- **Document extract**

---------------

We propose that the most likely scenario of contamination of SRR10915167-8 and SRR10915173-4 is HKU4r-HZAU-2020 plasmids contaminating the samples prior to sequencing. Similarly, we infer that contamination by MERS spike gene sequences likely occurred via HKU4r-HZAU-2020+S(MERS) plasmids also contaminating the samples prior to sequencing. Contamination by plasmids prior to sequencing is supported by the finding of a very high spearman correlation coefficient between bacterial content and the number of reads mapping to the HKU4r-HZAU-2020 genome in RNA-sequencing datasets in BioProject PRJNA602160 (Supp. Code).
The BioProject for the Oriza sativa japonica sequencing datasets was registered at GenBank on 2020-01-19, but to this date the novel HKU4-related CoV has not been published by the HZAU or WIV. We note that Oryza sativa cultivar:japonica (rice) sequencing BioProject PRJNA601977 was registered on NCBI on 2020-01-17 by the WIV, two days before the registration of the Oryza sativa japonica BioProject PRJNA602160 by the HZAU (containing the novel HKU4-related CoV clone), indicating the two projects may be related, however this observation cannot be confirmed as no data has been published for PRJNA601977 by the WIV.

---------------

- **Supplied material**

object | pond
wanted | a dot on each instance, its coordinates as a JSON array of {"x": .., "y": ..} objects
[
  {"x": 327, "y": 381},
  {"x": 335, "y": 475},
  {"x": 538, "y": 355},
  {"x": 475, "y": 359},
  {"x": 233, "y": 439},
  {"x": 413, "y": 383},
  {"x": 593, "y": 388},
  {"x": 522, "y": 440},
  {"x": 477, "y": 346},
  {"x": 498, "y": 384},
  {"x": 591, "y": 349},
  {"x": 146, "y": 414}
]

---------------

- **Task requirements**
[A] In the contamination passage, copy out the text from "We propose that" up to and including "PRJNA602160 (Supp. Code).".
[B] Answer these questions from the contamination passage:
(i) On what date was the BioProject for the Oriza sativa japonica sequencing datasets registered at GenBank?
(ii) What kind of correlation coefficient was found to be very high between bacterial content and the number of reads mapping to the HKU4r-HZAU-2020 genome?
(iii) Which institution registered BioProject PRJNA601977 on NCBI?

- **Task responses**
[A]
We propose that the most likely scenario of contamination of SRR10915167-8 and SRR10915173-4 is HKU4r-HZAU-2020 plasmids contaminating the samples prior to sequencing. Similarly, we infer that contamination by MERS spike gene sequences likely occurred via HKU4r-HZAU-2020+S(MERS) plasmids also contaminating the samples prior to sequencing. Contamination by plasmids prior to sequencing is supported by the finding of a very high spearman correlation coefficient between bacterial content and the number of reads mapping to the HKU4r-HZAU-2020 genome in RNA-sequencing datasets in BioProject PRJNA602160 (Supp. Code).

[B]
(i) 2020-01-19
(ii) A Spearman correlation coefficient
(iii) The WIV